> Problem details
Reproduce the material below word for word, starting at the line that contains "As a courtesy, could you identify the white ceiling" and stopping after the line that contains "[300,215,330,272]".

·····

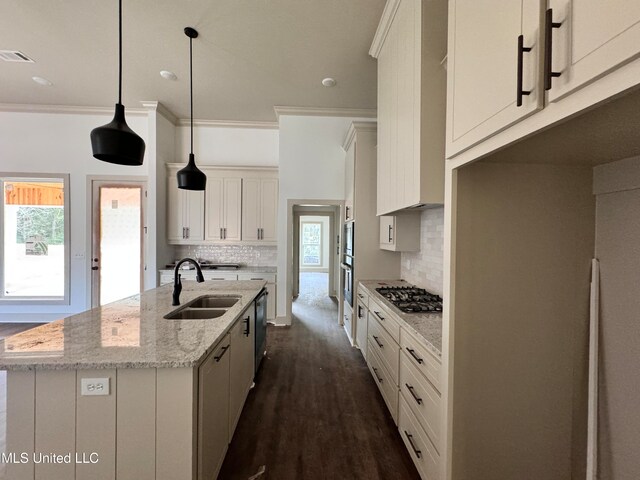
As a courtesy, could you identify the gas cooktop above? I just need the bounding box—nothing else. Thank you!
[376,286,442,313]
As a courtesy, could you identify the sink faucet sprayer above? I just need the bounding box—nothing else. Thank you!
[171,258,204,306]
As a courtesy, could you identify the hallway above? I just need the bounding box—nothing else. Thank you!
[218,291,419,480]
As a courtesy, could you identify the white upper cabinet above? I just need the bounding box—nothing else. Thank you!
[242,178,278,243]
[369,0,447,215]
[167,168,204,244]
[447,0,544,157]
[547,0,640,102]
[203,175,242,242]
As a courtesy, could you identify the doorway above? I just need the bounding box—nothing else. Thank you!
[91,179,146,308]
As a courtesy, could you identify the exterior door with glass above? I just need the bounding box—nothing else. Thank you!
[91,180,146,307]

·····

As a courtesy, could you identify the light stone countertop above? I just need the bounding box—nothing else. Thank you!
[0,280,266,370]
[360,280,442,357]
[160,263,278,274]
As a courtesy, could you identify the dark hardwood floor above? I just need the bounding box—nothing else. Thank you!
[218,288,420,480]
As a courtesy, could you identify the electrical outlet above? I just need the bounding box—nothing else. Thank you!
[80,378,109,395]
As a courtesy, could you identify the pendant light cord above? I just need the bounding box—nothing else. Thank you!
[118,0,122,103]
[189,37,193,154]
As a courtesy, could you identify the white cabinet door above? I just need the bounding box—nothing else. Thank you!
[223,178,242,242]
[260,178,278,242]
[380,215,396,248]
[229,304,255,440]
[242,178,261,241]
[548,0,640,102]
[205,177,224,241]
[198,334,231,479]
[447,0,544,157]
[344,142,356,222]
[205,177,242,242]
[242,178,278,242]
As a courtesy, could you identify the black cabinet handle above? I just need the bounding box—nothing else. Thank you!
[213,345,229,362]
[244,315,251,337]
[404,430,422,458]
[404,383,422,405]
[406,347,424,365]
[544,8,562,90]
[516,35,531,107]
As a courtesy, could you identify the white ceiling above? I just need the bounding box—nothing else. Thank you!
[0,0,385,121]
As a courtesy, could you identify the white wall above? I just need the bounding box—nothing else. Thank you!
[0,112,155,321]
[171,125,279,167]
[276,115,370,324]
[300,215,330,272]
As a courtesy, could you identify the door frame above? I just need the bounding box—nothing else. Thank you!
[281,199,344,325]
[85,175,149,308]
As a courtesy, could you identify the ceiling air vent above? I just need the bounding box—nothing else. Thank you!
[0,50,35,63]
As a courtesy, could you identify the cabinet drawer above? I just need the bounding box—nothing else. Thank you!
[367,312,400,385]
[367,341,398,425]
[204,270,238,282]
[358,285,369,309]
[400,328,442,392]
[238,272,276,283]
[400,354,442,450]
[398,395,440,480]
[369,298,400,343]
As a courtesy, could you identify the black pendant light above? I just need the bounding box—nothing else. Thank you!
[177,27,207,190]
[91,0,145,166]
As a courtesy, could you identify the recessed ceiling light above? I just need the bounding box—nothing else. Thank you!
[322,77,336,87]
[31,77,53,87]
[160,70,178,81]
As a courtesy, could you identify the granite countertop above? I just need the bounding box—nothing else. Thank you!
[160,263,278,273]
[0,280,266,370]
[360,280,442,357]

·····

> Output for this exercise
As a courtesy, could you identify the white ceiling above? I just need the bounding box—nothing else. Thank you!
[0,0,385,121]
As a courtesy, could you identify the white wall above? I just need the bounding box—nothing else. Thank you!
[0,112,155,321]
[171,125,279,167]
[276,115,370,324]
[300,215,330,272]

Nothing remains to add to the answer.